---------- Provided data

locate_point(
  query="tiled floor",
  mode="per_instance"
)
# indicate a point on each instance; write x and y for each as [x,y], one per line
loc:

--------------------

▸ Work required
Rewrite the records with "tiled floor" swapped for "stone floor", leaving every other character as it is.

▸ Expected output
locate_point(
  query="stone floor",
  mode="per_instance"
)
# indicate a point on each instance; write x and y for each as [x,y], one per line
loc:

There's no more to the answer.